**Texte de la page**.
Quelques mois après l'élection de
François Hollande, les Français savent que l'idéal socialiste
n'est plus porté par les politiciens professionnels de gauche.
Le seul objectif de la classe
dominante, de droite et de gauche, est d'accroître son pouvoir. Pour
ce faire, les puissants s'acoquinent et complotent contre le peuple
dans des sociétés secrètes ou des clubs très fermés comme Le
Siècle (voir la vidéo ci-dessus et lire le livre d'Emmanuel Ratier,
Au cœur du pouvoir. Enquête sur le club le plus puissant de
France, réédité l'année
dernière).
André Frossard se souvient du
socialisme de son enfance, durant les années 1920 :
« Lorsque l'on eut coupé mes
anglaises pour m'apprendre à lire, le premier livre que m'offrirent
mes parents après le Roman de Renart fut un ouvrage à
couverture rouge, de l'épaisseur d'un dictionnaire et intitulé
Petit-Pierre sera socialiste.
Pour autant qu'il m'en souvienne,
c'était une variante idéologique du Tour de France de deux
enfants, rédigée de manière à rendre familières aux petits,
dans le langage approprié, les données principales de la pensée
marxiste. Petit-Pierre, cheminant et questionnant, prenait
connaissance des réalités sociales, des servitudes de la condition
prolétarienne et des injustices d'une société fondée sur
l'exploitation des humbles par une classe favorisée, détentrice des
moyens de production et d'échange que sont la terre, les outils, les
machines ou l'argent, et qui aspirait tout le profit du travail
d'autrui. Ce profit lui fournissant de nouveaux moyens d'acquérir,
elle s'enrichissait sans cesse tandis que se multipliaient les
pauvres, qui s'appauvrissaient encore.
Il en résultait entre la classe des
possédants et celle des démunis un état de tension permanente ou
de « lutte de classes » aboutissant périodiquement à des révoltes
que les lois n'avaient d'autre fin que d'empêcher, d'interdire ou de
réprimer. De tout temps les institutions avaient été conçues par
les privilégiés pour perpétuer leurs privilèges ; la morale
était chargée de lier les consciences à l'ordre établi contre la
justice, méprisée par le capitalisme et ajournée par la religion
elle-même.
Mais Petit-Pierre apprenait bientôt
qu'il existait un remède à ce mal immense et vieux comme
l'histoire. La socialisation des moyens de production et d'échange
modifierait radicalement les rapports humains en les purifiant de
tout ce qu'il y avait en eux d'inique et de pernicieux. Ils ne
s'établiraient plus de maître à esclave, d'oppresseur à opprimé,
mais d'homme à homme dans l'égalité parfaite d'une
désappropriation générale prononcée par la loi au bénéfice de
la collectivité. Sur les biens produits par les travailleurs, la
communauté prélèverait de quoi donner « à chacun selon son
travail », en attendant d'être assez riche pour pouvoir donner « à
chacun selon ses besoins ». L'avidité, la volonté d'accaparement
et de domination, ne trouvant plus de soutien et encore moins
d'encouragement dans la société nouvelle, périraient d'inanition;
les antagonismes économiques et sociaux ayant disparu avec ce qui
les rendait inévitables, la guerre deviendrait sans objet et
disparaîtrait de la surface de la terre. Les anciens possédants
réduits en quelque sorte à l'équité s'humaniseraient d'autant,
cependant que les travailleurs recouvreraient leur dignité avec la
pleine possession de leur propre personne. La morale ne serait
plus ce code diversement pénal de la résignation qu'elle était
jusqu'alors, et les derniers pans de la construction religieuse,
privée de ses points d'appui, s'effondreraient d'eux-mêmes. Les
hommes sauraient enfin le goût de la justice et de la paix. La
science se chargerait du reste.

[Enregistrements provenant d'une source de données]
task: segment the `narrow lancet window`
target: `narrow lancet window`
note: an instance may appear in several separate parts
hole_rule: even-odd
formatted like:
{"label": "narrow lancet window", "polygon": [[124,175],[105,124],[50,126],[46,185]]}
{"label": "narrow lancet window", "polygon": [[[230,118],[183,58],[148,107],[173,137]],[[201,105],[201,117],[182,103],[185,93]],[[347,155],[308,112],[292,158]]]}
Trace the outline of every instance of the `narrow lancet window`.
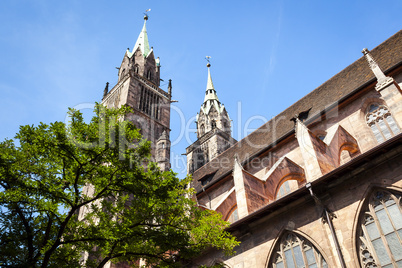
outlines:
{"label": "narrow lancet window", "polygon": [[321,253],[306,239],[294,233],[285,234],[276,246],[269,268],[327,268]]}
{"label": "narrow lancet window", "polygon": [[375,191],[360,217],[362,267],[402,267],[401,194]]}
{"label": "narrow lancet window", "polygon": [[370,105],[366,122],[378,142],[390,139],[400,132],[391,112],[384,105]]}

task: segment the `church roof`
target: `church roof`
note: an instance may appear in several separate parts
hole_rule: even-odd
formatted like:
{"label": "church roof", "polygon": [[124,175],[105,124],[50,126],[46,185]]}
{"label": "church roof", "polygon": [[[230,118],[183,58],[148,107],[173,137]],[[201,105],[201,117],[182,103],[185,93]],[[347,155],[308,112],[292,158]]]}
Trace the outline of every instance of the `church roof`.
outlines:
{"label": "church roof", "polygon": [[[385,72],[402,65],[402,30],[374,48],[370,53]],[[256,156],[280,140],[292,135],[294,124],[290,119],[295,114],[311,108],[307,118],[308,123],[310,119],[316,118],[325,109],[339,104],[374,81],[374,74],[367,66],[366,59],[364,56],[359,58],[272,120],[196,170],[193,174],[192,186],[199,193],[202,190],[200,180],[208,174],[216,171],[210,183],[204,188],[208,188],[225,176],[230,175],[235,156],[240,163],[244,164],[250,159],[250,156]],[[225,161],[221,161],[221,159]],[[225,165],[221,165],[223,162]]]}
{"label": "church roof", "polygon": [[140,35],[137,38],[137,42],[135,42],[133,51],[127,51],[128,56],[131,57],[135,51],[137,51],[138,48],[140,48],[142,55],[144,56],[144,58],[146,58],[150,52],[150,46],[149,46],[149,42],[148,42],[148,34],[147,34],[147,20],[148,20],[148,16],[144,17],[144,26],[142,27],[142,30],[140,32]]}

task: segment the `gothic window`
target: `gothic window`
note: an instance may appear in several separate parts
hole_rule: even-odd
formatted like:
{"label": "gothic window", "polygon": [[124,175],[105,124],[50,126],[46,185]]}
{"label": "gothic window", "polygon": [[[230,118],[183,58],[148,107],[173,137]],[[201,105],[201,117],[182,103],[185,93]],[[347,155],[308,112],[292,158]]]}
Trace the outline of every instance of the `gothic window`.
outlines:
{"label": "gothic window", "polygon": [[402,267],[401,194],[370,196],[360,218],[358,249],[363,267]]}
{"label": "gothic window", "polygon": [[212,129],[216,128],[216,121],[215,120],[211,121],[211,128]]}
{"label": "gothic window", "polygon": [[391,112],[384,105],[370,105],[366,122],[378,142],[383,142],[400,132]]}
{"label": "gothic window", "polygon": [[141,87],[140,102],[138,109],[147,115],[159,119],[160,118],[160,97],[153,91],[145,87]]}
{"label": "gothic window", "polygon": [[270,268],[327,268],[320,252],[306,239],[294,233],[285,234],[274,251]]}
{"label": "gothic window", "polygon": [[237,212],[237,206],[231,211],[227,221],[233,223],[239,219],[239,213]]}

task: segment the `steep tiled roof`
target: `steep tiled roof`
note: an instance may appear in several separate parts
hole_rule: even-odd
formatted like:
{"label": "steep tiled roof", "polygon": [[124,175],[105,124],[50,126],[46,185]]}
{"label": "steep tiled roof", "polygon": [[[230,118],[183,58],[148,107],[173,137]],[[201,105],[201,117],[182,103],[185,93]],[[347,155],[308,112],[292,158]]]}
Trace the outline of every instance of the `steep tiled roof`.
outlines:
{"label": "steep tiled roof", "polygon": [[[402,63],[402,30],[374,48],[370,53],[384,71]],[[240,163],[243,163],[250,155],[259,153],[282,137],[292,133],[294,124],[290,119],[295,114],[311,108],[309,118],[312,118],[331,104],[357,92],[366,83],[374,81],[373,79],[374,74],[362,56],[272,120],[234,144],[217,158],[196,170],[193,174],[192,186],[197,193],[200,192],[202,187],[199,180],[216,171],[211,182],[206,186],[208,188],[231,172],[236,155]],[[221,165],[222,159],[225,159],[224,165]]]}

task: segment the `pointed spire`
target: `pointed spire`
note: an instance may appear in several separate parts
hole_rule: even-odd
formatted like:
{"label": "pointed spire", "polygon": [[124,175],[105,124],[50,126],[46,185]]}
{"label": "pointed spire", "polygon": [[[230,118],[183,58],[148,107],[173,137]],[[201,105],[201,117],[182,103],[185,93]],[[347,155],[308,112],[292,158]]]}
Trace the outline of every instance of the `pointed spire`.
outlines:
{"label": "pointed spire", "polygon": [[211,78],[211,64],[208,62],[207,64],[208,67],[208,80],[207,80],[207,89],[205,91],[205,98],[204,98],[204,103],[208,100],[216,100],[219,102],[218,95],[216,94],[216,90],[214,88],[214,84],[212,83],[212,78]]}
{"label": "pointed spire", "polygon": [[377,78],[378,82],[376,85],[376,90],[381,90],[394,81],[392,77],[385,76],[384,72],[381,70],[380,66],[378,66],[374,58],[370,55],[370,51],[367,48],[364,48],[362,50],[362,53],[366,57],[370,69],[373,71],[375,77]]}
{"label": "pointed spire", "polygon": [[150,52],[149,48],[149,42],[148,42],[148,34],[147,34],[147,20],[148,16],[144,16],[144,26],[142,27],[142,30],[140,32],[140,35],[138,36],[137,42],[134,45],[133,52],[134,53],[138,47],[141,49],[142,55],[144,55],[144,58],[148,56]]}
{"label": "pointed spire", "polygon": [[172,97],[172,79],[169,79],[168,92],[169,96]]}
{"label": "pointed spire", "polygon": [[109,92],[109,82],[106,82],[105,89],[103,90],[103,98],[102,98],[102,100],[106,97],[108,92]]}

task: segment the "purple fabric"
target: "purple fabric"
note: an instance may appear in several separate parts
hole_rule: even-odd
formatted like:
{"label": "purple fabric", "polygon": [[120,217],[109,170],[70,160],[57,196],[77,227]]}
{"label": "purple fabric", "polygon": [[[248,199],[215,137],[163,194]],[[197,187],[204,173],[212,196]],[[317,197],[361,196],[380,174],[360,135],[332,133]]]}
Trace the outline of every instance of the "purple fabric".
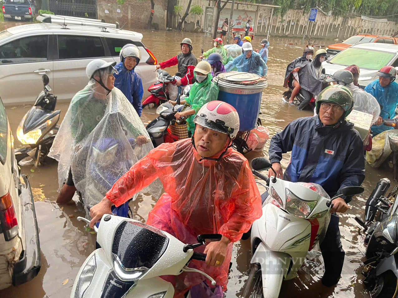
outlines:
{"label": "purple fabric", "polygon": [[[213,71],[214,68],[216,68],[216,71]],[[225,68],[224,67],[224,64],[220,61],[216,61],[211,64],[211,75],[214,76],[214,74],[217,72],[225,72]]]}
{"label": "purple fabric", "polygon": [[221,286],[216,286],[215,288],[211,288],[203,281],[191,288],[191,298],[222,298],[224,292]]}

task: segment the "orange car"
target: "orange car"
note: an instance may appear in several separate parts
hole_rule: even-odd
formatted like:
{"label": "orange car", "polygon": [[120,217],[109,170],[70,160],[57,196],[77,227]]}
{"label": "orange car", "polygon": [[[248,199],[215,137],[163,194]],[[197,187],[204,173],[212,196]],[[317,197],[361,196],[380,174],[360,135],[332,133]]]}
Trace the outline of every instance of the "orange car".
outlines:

* * *

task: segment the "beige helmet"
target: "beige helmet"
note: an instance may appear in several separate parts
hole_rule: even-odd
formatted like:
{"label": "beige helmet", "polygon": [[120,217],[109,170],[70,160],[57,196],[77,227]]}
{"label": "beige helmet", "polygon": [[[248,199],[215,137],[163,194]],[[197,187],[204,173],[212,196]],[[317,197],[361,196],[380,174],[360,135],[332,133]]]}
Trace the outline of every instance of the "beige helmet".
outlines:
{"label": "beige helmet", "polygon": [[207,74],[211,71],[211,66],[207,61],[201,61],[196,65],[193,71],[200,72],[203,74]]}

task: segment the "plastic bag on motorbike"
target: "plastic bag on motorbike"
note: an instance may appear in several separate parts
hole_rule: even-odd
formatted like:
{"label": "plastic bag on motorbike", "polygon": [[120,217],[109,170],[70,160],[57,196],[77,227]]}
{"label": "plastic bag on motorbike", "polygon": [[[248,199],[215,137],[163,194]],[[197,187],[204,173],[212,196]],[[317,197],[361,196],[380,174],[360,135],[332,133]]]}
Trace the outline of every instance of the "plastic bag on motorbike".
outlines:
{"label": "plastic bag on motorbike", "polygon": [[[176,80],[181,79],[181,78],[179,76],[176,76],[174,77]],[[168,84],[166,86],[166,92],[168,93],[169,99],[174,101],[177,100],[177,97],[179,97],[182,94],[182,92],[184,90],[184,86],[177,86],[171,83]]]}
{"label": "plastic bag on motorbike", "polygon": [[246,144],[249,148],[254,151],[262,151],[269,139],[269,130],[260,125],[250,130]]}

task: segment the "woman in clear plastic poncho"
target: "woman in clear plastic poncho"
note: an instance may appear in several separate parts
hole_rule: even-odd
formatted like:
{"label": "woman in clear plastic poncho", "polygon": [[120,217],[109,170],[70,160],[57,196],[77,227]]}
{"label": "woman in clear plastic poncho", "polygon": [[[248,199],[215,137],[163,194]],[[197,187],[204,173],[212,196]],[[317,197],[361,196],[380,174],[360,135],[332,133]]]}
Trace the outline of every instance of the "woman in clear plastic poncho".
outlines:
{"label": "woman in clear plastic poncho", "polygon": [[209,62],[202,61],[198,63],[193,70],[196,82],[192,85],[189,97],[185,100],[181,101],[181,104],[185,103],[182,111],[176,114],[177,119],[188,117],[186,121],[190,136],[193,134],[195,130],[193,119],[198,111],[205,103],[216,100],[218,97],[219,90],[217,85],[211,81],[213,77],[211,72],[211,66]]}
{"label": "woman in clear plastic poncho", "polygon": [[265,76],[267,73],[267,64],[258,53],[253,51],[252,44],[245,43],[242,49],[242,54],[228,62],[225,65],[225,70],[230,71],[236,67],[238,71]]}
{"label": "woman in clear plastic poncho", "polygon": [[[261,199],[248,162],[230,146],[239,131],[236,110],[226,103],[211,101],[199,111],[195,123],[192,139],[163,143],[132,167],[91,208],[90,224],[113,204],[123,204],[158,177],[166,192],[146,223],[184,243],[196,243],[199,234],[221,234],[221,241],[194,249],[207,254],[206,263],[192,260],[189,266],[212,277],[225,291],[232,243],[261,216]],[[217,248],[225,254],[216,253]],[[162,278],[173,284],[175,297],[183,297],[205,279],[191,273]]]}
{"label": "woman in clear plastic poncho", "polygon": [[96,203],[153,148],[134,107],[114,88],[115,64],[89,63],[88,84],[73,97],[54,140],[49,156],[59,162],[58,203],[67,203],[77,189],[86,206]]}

---

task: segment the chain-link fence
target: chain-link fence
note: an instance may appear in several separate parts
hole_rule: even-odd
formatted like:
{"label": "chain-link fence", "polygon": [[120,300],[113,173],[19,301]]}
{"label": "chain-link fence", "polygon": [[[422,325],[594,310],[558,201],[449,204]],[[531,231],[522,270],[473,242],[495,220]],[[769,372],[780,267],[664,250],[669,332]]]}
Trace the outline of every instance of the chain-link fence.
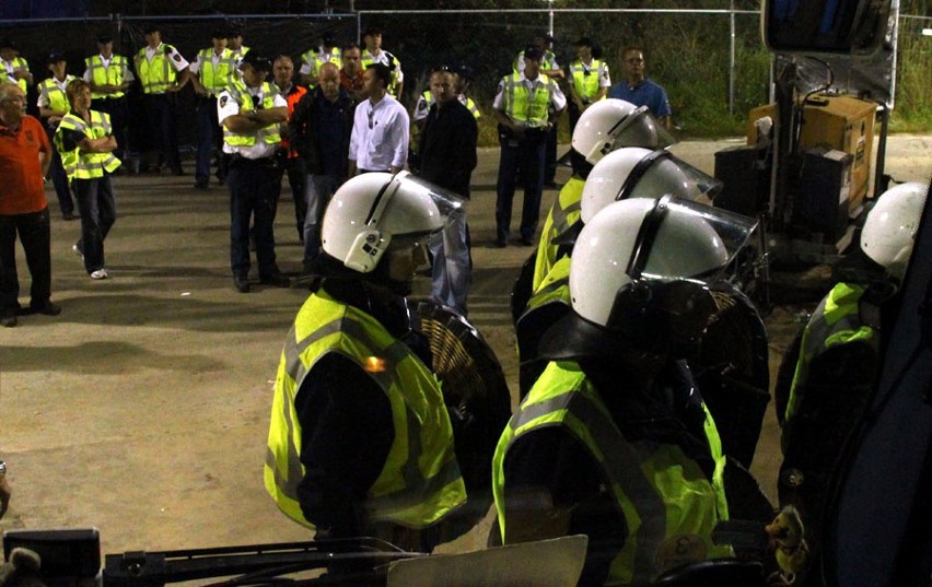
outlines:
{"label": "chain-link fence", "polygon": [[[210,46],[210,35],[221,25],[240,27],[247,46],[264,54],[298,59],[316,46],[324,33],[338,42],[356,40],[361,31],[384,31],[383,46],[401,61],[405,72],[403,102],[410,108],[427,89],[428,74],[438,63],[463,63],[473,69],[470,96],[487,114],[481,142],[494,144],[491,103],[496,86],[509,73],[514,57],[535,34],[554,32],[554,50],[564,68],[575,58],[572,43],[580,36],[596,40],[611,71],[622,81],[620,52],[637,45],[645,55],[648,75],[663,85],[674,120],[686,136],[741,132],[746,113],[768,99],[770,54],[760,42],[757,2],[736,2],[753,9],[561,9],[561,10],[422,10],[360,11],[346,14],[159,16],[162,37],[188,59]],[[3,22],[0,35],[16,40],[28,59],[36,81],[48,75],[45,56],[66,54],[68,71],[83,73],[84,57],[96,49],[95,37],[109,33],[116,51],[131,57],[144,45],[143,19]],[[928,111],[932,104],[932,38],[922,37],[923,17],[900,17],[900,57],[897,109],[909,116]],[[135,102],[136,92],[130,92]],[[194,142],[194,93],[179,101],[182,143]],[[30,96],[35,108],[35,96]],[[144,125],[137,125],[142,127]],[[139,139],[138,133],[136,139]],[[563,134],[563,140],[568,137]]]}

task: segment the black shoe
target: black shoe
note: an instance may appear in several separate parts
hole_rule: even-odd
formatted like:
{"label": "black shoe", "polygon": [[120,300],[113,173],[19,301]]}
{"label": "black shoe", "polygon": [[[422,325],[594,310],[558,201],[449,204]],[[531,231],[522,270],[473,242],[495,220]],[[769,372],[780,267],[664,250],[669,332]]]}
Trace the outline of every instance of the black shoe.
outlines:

**Consigne A**. D'après le texte sur le socialisme, quel était le titre de l'ouvrage à couverture rouge qu'André Frossard reçut de ses parents ?
**Consigne B**. Énumérez, s'il vous plaît, tous les moyens de production et d'échange nommés dans le texte sur le socialisme.
**Consigne C**. Prolongez le texte sur le socialisme après sa dernière phrase.

**Résultat attendu A**. Il s'intitulait « Petit-Pierre sera socialiste ».

**Résultat attendu B**. La terre, les outils, les machines et l'argent.

**Résultat attendu C**.
Je ne prétends pas résumer le
marxisme en une page, et il est probable que je viens de mêler le
souvenir de ses premières leçons à celui de mon gros livre rouge.
Quoi qu'il en soit, Petit-Pierre devenait socialiste. Comme il était
sérieux et gentil, je le devins aussi. »
André Frossard, Dieu
existe, je l'ai rencontré.
Histoire de Petit Pierre
sera socialiste (1913)
Le
Siècle est la matrice de la pensée unique
« Il
y a une idéologie, dit Emmanuel Ratier, c’est celle du libéralisme
mondialisé. Comme l’a expliqué Laurent Joffrin, directeur du
Nouvel
Observateur,
qui a démissionné avec fracas du Siècle il y a environ un mois, Le
Siècle est véritablement la section française de l’hyper-classe
ou de la super-classe mondialisée. Il correspond à cette expression
de Samuel Huntington : « la
super-classe née de la mondialisation ».
De même Jacques Julliard, ancien membre de la Commission
trilatérale, écrit assez courageusement : « Le
Siècle, le club de cette superclasse dirigeante (…) Dans ce milieu
fermé où les socialistes ont leur place à côté des gros
bataillons de la droite française, fermente l’idéologie de la
classe dominante : modernisme économique, bien-pensance sociale
et culturelles, conformisme économique, respect absolu de la
puissance de l’argent. »
Hormis qu’il y a largement autant d’oligarques de gauche que de
droite au Siècle, cette description est parfaitement exacte :
il y a bien une idéologie… mais qui ne se revendique pas en tant
que telle. Ce qu’il faut bien comprendre, c’est que tous les
membres du Siècle ne sont pas égaux et que le pouvoir est passé
d’un groupe à un autre à mesure que le capital se restructurait
en France, en Europe et dans le monde. On est donc passé, en 60 ans,
du primat des politiques (IVe République) à celui des industriels
(Pompidou), puis aux technocrates (Giscard d’Estaing et les débuts
de François Mitterrand), puis aux banques (Bérégovoy) et enfin à
la finance mondialisée (Chirac, Sarkozy). Aujourd’hui, ce sont les
financiers qui contrôlent le Siècle et dictent leurs règles aux
politiques. Comme le dit Julliard, « il
existe, derrière les apparences successives des combinaisons
ministérielles, un gouvernement de facto, un gouvernement invisible
des élites financières et institutionnelles qui, à défaut de
dicter sa loi, fournit la pensée et inspire l’action des élites
dirigeantes françaises. »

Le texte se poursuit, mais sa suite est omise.